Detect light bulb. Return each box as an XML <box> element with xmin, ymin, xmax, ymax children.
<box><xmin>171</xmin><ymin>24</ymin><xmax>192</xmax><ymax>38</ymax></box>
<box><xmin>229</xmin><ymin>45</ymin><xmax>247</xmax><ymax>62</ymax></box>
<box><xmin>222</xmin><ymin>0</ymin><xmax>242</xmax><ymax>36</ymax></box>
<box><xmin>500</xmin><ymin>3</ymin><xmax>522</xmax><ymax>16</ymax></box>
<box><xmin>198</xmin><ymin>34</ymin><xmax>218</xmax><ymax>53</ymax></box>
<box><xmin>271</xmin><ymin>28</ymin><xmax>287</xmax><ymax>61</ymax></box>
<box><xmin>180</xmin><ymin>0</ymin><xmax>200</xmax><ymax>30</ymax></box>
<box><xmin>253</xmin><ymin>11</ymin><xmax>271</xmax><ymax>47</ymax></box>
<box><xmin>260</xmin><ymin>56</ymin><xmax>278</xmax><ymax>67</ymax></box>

══════════

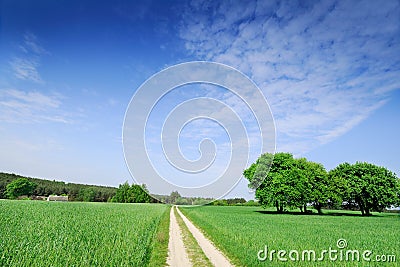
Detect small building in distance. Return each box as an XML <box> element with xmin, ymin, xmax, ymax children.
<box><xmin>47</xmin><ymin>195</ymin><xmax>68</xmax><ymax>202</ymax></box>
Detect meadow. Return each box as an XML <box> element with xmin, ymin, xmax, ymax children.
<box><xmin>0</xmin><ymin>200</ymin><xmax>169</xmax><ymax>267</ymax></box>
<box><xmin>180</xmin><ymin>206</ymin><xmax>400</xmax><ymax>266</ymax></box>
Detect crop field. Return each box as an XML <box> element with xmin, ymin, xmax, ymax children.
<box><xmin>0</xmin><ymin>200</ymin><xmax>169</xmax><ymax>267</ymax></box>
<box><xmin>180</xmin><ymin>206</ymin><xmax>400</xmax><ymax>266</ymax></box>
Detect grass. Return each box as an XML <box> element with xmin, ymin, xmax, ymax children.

══════════

Set problem >> Report every line of the items above that contains the string "field", copying each such line in full. Case counts.

The response >>
Detect crop field. Return each box as an XML <box> element with xmin, ymin, xmax, ymax children.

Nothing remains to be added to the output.